> Records
== Segment start ==

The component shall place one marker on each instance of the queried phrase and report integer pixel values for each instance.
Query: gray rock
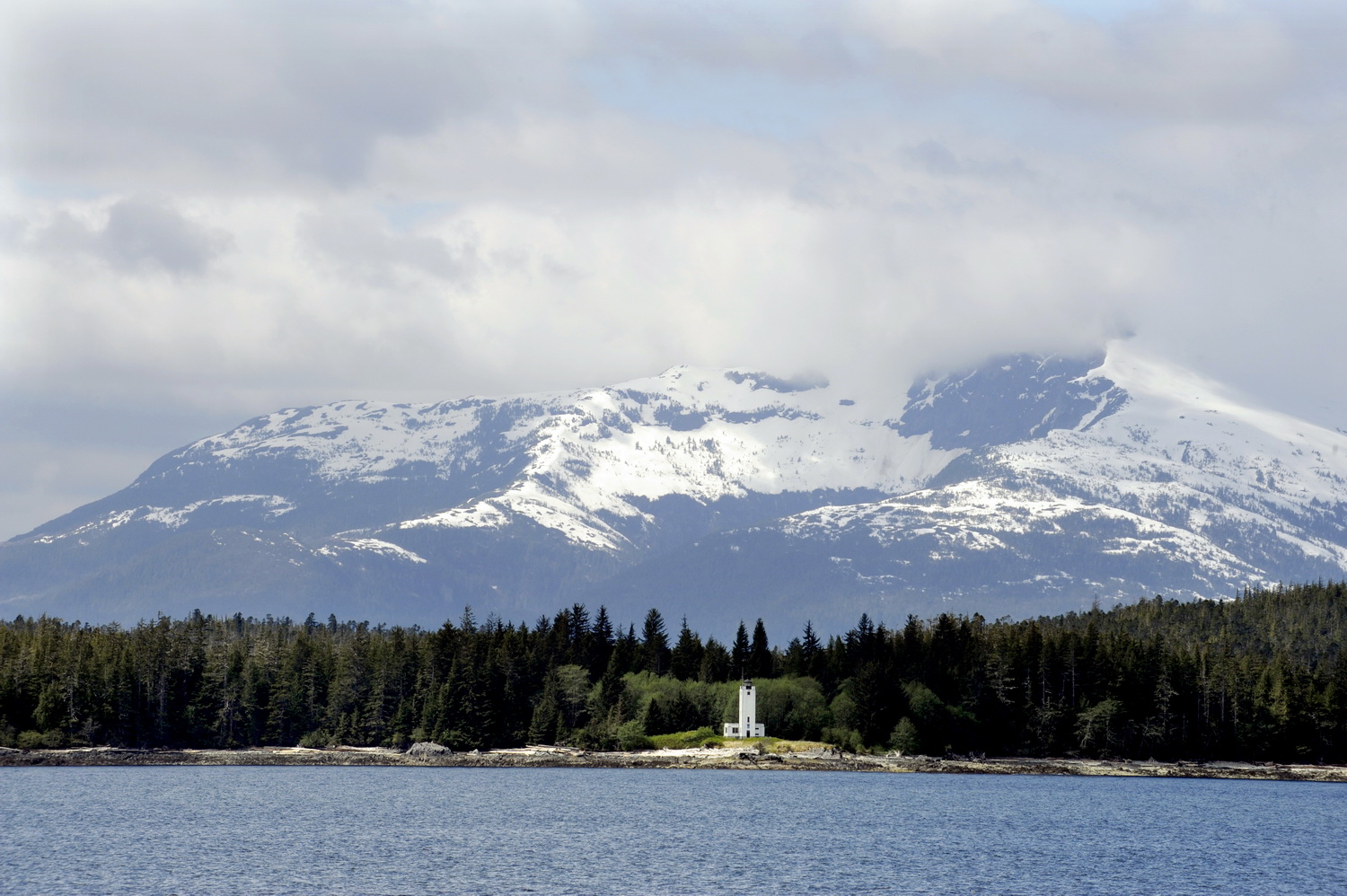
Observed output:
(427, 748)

== Segment end ==
== Segment start ==

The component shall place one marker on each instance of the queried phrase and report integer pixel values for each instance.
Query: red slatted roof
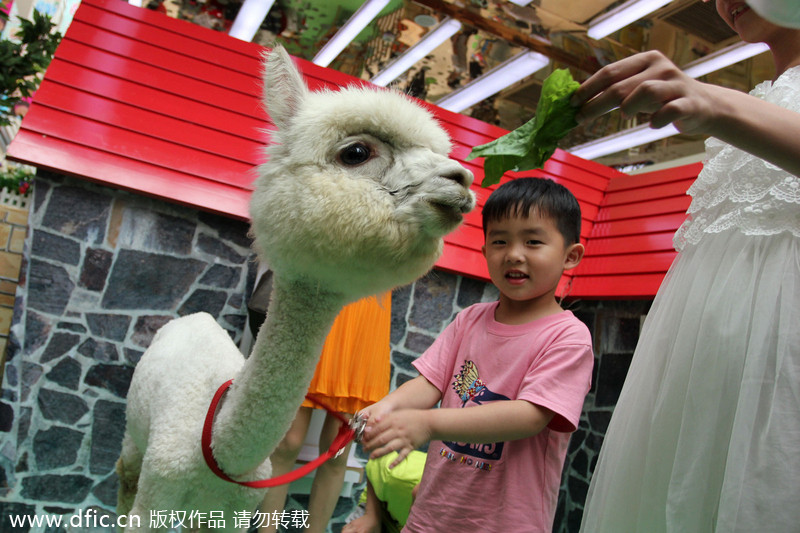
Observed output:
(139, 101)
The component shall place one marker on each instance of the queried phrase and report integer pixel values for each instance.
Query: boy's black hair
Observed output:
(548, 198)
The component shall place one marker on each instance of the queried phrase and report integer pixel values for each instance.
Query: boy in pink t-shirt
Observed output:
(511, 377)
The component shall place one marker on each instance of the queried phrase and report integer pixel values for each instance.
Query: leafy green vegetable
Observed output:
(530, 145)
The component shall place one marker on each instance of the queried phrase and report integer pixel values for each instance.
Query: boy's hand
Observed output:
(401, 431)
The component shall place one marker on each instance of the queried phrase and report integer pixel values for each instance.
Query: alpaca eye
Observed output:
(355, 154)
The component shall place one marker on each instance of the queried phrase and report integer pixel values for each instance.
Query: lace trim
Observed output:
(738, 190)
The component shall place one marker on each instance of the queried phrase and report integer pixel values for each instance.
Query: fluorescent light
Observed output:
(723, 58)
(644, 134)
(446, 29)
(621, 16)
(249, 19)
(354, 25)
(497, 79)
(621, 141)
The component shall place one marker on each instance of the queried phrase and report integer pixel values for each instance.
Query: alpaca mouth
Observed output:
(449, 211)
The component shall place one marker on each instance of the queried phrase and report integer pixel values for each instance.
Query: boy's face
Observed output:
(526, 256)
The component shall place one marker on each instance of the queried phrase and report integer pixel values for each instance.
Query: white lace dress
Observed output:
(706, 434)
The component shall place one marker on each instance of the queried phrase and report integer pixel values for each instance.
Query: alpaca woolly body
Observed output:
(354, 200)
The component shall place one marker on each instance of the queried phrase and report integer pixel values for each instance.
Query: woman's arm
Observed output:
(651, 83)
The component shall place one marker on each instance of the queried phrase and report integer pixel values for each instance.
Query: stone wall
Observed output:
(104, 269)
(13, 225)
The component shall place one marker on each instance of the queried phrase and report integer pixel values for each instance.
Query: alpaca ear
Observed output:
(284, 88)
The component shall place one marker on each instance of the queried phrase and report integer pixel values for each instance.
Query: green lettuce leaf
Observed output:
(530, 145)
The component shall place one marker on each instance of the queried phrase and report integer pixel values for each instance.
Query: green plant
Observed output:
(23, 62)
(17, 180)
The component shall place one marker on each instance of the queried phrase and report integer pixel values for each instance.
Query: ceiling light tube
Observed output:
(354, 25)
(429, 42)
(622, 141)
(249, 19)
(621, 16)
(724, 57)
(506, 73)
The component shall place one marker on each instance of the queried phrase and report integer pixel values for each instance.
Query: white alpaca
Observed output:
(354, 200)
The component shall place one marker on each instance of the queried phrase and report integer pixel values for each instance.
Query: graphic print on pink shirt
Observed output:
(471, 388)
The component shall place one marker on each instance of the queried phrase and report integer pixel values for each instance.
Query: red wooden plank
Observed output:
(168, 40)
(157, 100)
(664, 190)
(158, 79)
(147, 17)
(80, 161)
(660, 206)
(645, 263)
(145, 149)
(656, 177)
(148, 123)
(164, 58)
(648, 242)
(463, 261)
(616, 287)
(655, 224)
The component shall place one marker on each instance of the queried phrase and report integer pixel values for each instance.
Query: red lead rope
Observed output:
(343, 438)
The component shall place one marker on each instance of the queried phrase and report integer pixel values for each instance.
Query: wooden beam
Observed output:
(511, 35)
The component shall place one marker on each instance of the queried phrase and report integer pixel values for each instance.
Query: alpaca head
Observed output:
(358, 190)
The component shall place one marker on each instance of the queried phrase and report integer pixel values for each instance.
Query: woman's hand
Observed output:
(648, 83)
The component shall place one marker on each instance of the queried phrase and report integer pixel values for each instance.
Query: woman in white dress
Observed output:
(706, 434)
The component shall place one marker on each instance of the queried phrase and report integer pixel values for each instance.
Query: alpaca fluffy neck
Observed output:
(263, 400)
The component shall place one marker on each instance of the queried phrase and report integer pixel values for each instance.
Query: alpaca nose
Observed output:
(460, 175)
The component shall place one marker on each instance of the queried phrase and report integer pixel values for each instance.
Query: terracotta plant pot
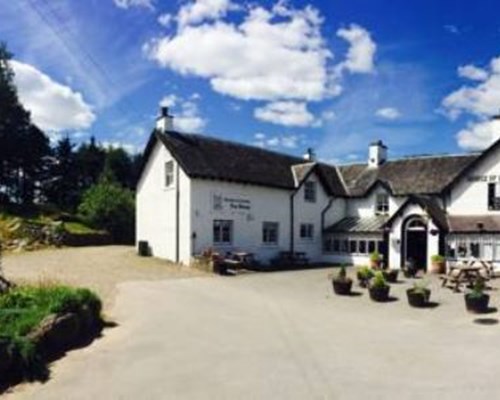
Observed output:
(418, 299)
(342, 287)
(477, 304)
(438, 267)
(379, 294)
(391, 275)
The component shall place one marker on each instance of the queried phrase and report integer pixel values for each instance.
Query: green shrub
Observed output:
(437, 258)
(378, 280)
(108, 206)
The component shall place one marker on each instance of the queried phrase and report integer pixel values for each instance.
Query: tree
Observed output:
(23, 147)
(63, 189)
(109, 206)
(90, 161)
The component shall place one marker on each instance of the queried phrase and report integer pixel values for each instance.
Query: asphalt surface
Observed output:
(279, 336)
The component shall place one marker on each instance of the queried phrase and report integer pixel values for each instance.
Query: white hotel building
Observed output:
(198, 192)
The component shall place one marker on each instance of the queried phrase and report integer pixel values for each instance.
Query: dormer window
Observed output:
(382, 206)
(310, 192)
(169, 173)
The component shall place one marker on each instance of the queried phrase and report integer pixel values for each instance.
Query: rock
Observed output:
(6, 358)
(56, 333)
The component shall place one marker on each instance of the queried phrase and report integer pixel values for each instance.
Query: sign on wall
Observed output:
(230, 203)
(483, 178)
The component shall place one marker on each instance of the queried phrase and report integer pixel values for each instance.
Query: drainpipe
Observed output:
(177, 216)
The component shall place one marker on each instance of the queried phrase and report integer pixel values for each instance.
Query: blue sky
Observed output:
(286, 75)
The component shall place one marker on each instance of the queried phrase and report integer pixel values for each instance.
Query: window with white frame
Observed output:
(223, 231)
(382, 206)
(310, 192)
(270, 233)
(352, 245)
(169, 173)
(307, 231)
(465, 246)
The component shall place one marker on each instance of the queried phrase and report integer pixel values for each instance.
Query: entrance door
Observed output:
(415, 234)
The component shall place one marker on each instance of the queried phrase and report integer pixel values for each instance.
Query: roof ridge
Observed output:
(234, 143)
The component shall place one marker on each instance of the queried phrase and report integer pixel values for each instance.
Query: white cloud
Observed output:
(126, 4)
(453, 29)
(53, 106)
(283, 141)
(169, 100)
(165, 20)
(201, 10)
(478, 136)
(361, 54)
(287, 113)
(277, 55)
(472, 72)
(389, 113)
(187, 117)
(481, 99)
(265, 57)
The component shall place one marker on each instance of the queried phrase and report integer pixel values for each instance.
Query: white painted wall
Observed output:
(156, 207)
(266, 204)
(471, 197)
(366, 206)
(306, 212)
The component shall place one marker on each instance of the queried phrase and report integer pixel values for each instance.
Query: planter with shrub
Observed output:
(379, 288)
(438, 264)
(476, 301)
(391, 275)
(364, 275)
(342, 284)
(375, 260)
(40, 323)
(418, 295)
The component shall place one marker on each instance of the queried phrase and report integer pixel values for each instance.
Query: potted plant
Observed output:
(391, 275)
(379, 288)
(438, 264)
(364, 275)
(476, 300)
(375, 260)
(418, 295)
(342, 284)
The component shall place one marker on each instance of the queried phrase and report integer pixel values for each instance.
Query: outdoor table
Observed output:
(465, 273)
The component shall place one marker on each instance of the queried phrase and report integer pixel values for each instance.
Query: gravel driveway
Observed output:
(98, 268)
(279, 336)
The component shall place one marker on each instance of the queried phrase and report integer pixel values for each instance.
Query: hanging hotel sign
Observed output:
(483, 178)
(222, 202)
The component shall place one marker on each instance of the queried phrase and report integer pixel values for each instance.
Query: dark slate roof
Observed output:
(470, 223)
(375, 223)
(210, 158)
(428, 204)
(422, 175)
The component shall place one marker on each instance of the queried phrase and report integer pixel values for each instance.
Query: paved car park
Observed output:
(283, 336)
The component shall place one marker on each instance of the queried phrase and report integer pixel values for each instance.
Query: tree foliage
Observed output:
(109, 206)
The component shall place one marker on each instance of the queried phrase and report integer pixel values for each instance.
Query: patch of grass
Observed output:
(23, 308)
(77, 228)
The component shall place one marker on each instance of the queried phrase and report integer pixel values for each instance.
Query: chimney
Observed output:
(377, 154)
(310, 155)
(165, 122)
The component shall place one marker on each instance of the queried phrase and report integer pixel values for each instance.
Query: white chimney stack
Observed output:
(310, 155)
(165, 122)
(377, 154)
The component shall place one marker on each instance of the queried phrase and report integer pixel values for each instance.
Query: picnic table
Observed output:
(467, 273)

== Segment end ==

> What you will do
Report every line in the data above in which the word "light" appears.

> Response area
Query: fluorescent light
Query: ceiling light tube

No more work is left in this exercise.